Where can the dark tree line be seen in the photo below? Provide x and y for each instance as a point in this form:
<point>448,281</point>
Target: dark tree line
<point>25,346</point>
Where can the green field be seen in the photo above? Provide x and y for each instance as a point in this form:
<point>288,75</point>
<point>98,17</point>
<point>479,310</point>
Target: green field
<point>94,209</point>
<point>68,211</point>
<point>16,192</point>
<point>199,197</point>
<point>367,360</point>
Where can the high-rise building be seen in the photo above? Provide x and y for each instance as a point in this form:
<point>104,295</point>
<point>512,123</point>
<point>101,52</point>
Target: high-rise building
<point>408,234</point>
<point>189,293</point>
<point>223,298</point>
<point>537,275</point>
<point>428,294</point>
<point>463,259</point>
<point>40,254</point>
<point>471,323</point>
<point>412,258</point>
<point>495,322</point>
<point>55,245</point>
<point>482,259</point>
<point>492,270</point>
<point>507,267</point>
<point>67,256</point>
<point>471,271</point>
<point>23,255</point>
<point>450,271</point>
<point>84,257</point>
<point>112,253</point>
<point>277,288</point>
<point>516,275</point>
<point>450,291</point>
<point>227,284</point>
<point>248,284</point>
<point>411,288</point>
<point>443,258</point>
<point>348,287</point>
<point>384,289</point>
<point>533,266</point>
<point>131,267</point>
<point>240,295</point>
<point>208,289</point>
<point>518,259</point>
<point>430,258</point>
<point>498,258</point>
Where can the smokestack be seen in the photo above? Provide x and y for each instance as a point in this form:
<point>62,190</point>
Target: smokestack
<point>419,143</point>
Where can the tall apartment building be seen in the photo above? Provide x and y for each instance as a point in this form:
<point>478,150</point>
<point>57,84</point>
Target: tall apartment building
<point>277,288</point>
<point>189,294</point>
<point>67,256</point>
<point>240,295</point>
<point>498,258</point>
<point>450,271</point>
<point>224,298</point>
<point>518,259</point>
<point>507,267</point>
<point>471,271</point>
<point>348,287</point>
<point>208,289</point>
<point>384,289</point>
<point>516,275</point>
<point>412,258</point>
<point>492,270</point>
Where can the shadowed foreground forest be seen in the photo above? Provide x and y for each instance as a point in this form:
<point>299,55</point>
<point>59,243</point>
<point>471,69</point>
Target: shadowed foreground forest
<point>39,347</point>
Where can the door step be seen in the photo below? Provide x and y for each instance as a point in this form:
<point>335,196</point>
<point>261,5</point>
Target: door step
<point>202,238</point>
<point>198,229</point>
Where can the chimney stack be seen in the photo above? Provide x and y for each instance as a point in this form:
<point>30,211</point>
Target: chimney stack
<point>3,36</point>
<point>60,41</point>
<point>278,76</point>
──────
Your instructions
Output each line of the material exactly, keeping every word as it appears.

Solution to the problem
Where can the dark tree line be seen in the photo below? Provide x and y for each instance as a point in this form:
<point>448,281</point>
Target: dark tree line
<point>25,346</point>
Where can the green field be seen in the photo above? Provide x and y for each instance as a point in this form:
<point>288,75</point>
<point>98,17</point>
<point>479,310</point>
Target: green field
<point>94,209</point>
<point>68,211</point>
<point>16,192</point>
<point>199,197</point>
<point>367,360</point>
Where can the high-rise building be seen in the photo above? Provide x and y for each instance as a point in this form:
<point>104,295</point>
<point>512,123</point>
<point>101,52</point>
Target: high-rise building
<point>408,234</point>
<point>189,293</point>
<point>223,298</point>
<point>537,275</point>
<point>428,294</point>
<point>463,259</point>
<point>40,254</point>
<point>471,323</point>
<point>412,258</point>
<point>495,322</point>
<point>55,245</point>
<point>482,259</point>
<point>492,270</point>
<point>507,267</point>
<point>67,256</point>
<point>471,271</point>
<point>23,255</point>
<point>450,271</point>
<point>84,257</point>
<point>112,253</point>
<point>277,288</point>
<point>516,275</point>
<point>450,291</point>
<point>227,284</point>
<point>248,284</point>
<point>411,288</point>
<point>443,258</point>
<point>348,287</point>
<point>384,289</point>
<point>533,266</point>
<point>131,267</point>
<point>240,295</point>
<point>208,289</point>
<point>518,259</point>
<point>430,258</point>
<point>498,258</point>
Where can the smokestack be seen in the photo above? Provide x and y for each instance as a point in this form:
<point>62,190</point>
Target: smokestack
<point>419,143</point>
Where can the tall apartment building be seen in the photo above? Provide x and y for each instance as a point in this form:
<point>478,150</point>
<point>57,84</point>
Target: tall apartment building
<point>277,288</point>
<point>189,294</point>
<point>67,256</point>
<point>240,295</point>
<point>498,258</point>
<point>450,271</point>
<point>224,298</point>
<point>518,259</point>
<point>507,267</point>
<point>471,271</point>
<point>348,287</point>
<point>208,289</point>
<point>384,289</point>
<point>516,275</point>
<point>412,258</point>
<point>492,270</point>
Where can the shadowed foreground forest be seen in the photo above? Provide x and y for each instance as a point in this form:
<point>299,55</point>
<point>59,243</point>
<point>471,69</point>
Target: shadowed foreground forest
<point>39,347</point>
Where can the door step be seen in the photo below? Provide x and y for each instance as a point in this form:
<point>335,196</point>
<point>261,5</point>
Target: door step
<point>202,238</point>
<point>198,229</point>
Where can the chimney stack be seen in the photo above? Provide x and y for each instance as a point in this form:
<point>30,211</point>
Target: chimney stack
<point>3,36</point>
<point>60,41</point>
<point>278,76</point>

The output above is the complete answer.